Directive: Copy the records from the line with "TARGET: desk drawer" to the line with "(1022, 893)". Replace "marker" with "dot" and change nothing else.

Stored data:
·····

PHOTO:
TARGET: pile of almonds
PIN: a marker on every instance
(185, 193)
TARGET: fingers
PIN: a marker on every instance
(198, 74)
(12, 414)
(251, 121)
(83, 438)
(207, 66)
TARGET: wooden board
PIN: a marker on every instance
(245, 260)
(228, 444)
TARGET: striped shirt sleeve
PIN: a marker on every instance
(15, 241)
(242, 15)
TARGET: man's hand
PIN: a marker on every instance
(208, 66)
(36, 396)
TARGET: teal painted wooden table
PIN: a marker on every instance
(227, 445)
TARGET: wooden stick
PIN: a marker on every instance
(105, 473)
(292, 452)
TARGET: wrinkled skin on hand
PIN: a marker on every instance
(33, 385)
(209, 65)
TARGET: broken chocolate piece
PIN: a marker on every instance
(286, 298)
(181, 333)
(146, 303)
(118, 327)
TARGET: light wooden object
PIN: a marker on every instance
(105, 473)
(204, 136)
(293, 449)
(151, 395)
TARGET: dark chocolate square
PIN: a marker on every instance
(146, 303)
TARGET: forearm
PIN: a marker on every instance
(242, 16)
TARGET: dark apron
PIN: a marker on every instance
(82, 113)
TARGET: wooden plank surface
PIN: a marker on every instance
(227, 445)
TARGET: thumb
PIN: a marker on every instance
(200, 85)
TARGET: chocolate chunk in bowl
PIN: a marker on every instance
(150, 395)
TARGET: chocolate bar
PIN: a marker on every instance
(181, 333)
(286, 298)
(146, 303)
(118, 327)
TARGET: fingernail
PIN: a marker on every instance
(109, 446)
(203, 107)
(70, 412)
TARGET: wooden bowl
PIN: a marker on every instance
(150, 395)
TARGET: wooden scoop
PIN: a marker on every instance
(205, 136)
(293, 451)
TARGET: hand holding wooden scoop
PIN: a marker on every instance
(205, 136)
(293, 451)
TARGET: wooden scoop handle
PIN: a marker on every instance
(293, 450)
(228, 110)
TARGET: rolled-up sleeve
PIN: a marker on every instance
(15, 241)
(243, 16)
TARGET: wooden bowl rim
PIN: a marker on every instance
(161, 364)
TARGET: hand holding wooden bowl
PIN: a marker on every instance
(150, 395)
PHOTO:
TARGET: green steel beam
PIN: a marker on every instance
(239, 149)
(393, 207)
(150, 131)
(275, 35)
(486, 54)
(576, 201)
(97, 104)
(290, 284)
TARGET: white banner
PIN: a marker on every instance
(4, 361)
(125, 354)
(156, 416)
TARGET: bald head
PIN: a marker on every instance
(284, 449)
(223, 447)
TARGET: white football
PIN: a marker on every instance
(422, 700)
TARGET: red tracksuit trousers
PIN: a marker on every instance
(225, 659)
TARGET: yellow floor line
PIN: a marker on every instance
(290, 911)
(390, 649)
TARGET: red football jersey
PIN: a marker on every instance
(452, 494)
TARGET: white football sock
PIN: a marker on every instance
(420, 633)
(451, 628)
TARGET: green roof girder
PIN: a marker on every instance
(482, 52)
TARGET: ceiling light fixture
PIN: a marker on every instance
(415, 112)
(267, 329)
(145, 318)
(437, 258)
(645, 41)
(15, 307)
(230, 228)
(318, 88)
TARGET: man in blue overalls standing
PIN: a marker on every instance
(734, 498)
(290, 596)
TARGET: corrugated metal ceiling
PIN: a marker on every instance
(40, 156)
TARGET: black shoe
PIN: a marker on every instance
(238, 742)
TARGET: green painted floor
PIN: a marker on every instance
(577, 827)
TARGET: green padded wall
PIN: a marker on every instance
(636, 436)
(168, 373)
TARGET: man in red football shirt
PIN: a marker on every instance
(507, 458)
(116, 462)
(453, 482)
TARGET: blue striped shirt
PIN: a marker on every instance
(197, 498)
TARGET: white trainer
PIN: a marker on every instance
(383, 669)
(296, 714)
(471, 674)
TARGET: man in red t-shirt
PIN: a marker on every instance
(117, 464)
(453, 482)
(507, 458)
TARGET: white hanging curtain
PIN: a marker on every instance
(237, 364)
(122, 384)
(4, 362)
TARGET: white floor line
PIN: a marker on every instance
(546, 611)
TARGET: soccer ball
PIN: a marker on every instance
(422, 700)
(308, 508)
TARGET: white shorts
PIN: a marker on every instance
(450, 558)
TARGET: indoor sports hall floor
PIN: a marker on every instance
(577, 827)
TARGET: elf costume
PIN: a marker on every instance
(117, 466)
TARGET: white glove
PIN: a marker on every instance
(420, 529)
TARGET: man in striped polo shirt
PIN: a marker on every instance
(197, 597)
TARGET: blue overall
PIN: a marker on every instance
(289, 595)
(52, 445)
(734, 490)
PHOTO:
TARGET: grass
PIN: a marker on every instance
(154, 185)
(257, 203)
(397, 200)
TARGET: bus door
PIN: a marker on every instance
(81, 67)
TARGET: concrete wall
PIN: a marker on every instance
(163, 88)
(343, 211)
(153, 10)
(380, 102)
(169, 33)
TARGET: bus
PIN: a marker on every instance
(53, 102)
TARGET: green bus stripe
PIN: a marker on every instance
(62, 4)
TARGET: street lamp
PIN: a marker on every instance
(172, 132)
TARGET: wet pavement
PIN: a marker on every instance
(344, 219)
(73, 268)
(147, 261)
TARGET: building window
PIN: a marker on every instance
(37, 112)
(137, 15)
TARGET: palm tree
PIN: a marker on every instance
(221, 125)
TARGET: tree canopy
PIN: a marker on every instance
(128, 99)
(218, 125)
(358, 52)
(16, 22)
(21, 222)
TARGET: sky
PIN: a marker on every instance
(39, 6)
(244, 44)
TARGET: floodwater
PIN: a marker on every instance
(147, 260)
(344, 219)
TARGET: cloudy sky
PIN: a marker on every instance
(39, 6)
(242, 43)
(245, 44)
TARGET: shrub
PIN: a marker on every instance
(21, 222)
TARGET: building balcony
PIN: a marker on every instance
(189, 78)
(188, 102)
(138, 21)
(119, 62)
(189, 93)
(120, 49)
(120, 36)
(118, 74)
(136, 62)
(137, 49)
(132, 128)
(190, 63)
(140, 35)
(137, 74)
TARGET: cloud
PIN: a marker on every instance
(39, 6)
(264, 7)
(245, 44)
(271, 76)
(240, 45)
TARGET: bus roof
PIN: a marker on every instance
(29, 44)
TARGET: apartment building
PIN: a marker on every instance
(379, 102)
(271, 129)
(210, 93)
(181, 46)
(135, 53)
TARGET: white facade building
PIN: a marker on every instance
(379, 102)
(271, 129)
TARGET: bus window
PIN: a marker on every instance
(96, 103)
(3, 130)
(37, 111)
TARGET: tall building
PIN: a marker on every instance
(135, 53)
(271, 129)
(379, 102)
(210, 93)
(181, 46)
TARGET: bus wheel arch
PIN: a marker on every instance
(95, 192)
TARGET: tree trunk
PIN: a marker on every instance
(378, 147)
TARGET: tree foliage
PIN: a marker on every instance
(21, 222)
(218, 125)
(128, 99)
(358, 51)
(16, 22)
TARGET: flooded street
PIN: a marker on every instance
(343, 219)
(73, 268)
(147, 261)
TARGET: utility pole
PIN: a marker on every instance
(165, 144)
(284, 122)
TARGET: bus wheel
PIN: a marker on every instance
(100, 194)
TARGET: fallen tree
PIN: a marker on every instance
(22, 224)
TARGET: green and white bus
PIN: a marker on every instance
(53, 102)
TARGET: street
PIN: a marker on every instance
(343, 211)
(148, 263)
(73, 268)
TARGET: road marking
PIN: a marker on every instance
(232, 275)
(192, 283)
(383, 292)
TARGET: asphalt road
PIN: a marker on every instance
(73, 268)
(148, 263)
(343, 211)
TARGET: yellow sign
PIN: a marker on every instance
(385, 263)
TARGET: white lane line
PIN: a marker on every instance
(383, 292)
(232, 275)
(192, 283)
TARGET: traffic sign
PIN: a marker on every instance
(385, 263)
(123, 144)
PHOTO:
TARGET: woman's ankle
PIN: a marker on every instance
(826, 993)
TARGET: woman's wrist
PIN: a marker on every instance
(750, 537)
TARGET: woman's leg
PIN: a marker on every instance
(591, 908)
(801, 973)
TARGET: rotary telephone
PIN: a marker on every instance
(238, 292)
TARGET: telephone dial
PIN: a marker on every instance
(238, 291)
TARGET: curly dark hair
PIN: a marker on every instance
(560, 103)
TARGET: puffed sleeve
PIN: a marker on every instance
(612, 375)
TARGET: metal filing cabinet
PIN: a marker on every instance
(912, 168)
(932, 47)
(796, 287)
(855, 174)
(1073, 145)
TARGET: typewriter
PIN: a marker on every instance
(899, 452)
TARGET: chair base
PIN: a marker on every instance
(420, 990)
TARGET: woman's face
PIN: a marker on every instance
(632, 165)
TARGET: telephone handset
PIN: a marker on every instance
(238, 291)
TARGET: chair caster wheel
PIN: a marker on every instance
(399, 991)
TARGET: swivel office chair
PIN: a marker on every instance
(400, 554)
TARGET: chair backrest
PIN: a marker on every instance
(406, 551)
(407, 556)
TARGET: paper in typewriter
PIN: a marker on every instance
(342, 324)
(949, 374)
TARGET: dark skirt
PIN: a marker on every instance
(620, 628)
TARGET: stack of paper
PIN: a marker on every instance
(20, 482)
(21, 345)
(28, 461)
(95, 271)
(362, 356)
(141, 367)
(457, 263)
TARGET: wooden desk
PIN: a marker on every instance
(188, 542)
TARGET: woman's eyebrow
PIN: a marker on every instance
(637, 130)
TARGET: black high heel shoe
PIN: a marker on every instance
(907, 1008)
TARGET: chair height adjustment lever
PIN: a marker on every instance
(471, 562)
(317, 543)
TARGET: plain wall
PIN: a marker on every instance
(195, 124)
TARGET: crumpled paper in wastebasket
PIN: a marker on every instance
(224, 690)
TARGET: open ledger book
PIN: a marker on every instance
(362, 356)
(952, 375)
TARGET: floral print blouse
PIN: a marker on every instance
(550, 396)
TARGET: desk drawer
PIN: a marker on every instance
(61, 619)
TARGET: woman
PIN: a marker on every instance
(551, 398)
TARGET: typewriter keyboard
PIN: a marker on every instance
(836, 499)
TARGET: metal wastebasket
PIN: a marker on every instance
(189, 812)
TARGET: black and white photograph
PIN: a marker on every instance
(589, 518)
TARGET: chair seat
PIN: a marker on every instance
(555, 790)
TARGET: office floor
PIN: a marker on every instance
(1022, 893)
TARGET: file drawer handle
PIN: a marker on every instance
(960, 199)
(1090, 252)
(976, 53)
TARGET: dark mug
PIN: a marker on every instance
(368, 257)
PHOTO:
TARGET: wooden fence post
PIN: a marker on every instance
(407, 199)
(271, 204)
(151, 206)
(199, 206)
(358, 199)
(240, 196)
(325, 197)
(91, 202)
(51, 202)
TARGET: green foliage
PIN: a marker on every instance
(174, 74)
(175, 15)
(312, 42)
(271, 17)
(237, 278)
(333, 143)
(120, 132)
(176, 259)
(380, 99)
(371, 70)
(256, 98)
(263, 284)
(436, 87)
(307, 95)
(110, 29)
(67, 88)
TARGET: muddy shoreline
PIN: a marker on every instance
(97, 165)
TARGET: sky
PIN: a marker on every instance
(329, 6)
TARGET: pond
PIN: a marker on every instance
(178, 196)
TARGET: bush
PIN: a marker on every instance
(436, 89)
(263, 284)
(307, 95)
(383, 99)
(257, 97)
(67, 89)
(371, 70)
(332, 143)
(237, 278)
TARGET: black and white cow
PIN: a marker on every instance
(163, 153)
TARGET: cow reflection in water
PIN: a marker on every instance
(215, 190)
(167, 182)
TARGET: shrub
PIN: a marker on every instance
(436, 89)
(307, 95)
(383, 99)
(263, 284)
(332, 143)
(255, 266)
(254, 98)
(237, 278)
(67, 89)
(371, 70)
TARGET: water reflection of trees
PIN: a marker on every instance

·····

Answer for this exercise:
TARGET: desk drawer
PIN: a dot on every instance
(61, 619)
TARGET: woman
PIN: a dot on every instance
(551, 398)
TARGET: typewriter keyboard
PIN: a dot on every instance
(836, 499)
TARGET: metal wastebasket
PIN: a dot on every instance
(189, 812)
TARGET: black and white photograph
PIN: a dot on every instance
(589, 518)
TARGET: chair seat
PIN: a dot on every instance
(555, 790)
TARGET: office floor
PIN: a dot on every instance
(1022, 893)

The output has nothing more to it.